Your instructions: Write the listing out again verbatim, leaving nothing out.
---
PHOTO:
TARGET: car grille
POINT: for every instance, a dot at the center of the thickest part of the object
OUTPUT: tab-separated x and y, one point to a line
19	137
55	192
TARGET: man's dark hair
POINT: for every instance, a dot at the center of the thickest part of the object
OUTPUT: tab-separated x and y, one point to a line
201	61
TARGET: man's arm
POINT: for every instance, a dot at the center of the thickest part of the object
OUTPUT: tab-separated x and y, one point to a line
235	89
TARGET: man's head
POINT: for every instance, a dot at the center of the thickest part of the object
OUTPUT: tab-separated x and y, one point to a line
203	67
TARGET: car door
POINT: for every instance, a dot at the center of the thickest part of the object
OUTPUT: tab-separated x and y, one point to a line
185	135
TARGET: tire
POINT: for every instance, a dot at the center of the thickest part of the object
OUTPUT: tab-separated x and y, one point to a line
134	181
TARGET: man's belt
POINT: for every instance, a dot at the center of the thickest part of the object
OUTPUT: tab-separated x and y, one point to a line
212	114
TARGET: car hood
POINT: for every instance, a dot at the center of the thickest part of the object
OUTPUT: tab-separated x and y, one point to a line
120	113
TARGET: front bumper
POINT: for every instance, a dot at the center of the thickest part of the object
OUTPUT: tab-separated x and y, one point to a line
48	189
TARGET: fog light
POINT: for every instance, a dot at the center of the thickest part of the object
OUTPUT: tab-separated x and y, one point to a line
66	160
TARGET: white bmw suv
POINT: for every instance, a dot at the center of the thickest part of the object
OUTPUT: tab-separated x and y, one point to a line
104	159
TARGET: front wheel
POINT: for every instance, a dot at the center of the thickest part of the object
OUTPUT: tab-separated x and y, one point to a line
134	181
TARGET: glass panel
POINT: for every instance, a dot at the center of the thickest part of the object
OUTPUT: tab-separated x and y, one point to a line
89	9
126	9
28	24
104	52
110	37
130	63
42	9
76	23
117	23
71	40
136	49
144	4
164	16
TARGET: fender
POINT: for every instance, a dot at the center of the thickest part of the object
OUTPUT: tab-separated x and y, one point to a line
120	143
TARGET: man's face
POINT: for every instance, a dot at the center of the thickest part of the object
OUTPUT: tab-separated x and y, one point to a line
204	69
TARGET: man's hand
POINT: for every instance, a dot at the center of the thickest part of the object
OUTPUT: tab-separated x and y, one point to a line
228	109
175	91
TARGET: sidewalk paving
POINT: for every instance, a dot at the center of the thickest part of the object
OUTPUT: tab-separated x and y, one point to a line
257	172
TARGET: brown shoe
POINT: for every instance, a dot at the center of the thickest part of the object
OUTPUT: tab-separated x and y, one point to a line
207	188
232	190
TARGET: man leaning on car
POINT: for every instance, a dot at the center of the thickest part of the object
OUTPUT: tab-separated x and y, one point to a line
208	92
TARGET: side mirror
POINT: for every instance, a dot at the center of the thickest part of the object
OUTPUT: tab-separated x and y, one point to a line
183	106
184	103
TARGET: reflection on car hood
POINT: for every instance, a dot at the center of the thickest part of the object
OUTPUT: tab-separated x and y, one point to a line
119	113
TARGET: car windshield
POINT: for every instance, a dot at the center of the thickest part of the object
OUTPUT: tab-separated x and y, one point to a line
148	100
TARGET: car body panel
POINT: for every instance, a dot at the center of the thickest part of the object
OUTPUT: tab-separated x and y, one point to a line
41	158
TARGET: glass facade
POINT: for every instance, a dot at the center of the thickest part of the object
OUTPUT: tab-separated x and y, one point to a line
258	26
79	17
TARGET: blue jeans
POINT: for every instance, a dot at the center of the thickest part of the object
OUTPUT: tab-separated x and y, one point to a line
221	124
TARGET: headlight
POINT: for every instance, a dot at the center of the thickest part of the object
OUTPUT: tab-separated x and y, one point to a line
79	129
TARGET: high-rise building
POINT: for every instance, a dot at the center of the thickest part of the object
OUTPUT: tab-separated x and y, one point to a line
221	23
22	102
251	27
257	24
---
Task solution:
PHOTO:
TARGET: car grille
POINT: for every instance, a dot at the center of the thickest part of the object
OUTPUT: tab-separated x and y, one point to a line
19	137
55	192
TARGET: man's dark hair
POINT: for every instance, a dot at the center of the thickest part of the object
OUTPUT: tab-separated x and y, one point to a line
201	61
TARGET: man's arm
POINT: for every instance, a dot at the center of the thickest part of the object
OUTPUT: tab-separated x and y, one point to a line
235	89
TARGET: man's head
POINT: for every instance, a dot at the center of the thickest part of the object
OUTPUT: tab-separated x and y, one point to a line
203	67
TARGET: car door
POINT: for every instance, a dot at the center of the thickest part of the object
OUTPUT: tab-separated x and y, one point to a line
185	135
TARGET: tire
POINT: for every instance, a dot at the center of the thickest part of the object
OUTPUT: tab-separated x and y, one point to a line
134	181
TARGET: man's belt
POINT: for every instance, a dot at the center of the thickest part of the object
OUTPUT: tab-separated x and y, one point to a line
212	114
TARGET: car hood
POINT: for every instance, a dot at the center of the thickest part of the object
OUTPUT: tab-separated x and y, one point to a line
120	113
TARGET: front bumper
POINT: for every instance, a dot at the center of the thickest part of the object
OUTPUT: tab-separated x and y, one point to a line
48	189
TARGET: fog light
POINT: for every instance, a dot at the center of the thickest part of the object
OUTPUT: tab-separated x and y, one point to a line
66	160
TARGET: white bmw suv
POINT: for every instance, a dot at the center of the thickest part of the object
OUTPUT: tab-separated x and y, one point to a line
104	159
TARGET: front wheel
POINT: for every instance, a dot at the center of the thickest part of the object
OUTPUT: tab-separated x and y, one point to a line
134	181
TARGET: glass panel
POINT: for every instance, a dot at the center of the thickest part of the object
OUTPUT: tab-separated x and y, one point to a line
89	9
126	9
28	24
104	52
110	37
130	63
42	9
76	23
117	23
71	40
136	49
144	4
164	16
TARGET: fender
POINT: for every instance, a dot at the center of the thickest part of the object
OUTPUT: tab-separated x and y, one point to a line
120	143
TARGET: man's face
POINT: for every instance, a dot at the center of the thickest part of the object
OUTPUT: tab-separated x and y, one point to a line
204	69
TARGET: man's hand
POINT: for every instance, a dot at the center of the thickest part of the object
OUTPUT: tab-separated x and y, one point to a line
228	109
175	91
TARGET: sidewalk paving
POINT: for every instance, a dot at the center of the thickest part of the object
OUTPUT: tab-separated x and y, one point to a line
257	172
TARGET: brown shoe
POINT: for every instance, a dot at the center of the thickest part of the object
OUTPUT: tab-separated x and y, one point to a line
207	188
232	190
TARGET: man leaning on car
POINT: for every instance, a dot at the center of the thickest part of the object
OUTPUT: tab-separated x and y, one point to a line
208	92
TARGET: side mirror
POINT: for every instance, a dot at the center of the thickest part of the object
OUTPUT: tab-separated x and y, one point to a line
183	106
184	103
TARGET: reflection on car hood
POINT: for every instance, a dot at the center of the thickest part of the object
OUTPUT: tab-separated x and y, one point to a line
119	113
TARGET: car windshield
POINT: for every instance, a dot at the center of the thickest part of the object
OUTPUT: tab-separated x and y, one point to a line
148	100
TARGET: car body panel
POINT: for every instance, a dot at the center of the thickest part of the object
OUTPUT: tab-separated x and y, one point to a line
41	158
TARGET: glass facade
POINT: for every instance, a dot at the center of the thickest part of the object
OUTPUT: tab-separated x and y, one point to a line
258	26
79	17
TARGET: blue jeans
POINT: for every instance, a dot at the center of the thickest part of the object
OUTPUT: tab-separated x and y, one point to a line
221	124
TARGET: headlight
POINT: for every instance, a dot at the center of the thickest part of the object
OUTPUT: tab-separated x and y, one point to a line
79	129
TARGET: high-rise building
POINT: for every instance, a dot at the center of the thickest part of the object
OUTPUT: tab-separated x and y, one point to a line
221	23
22	102
251	27
257	24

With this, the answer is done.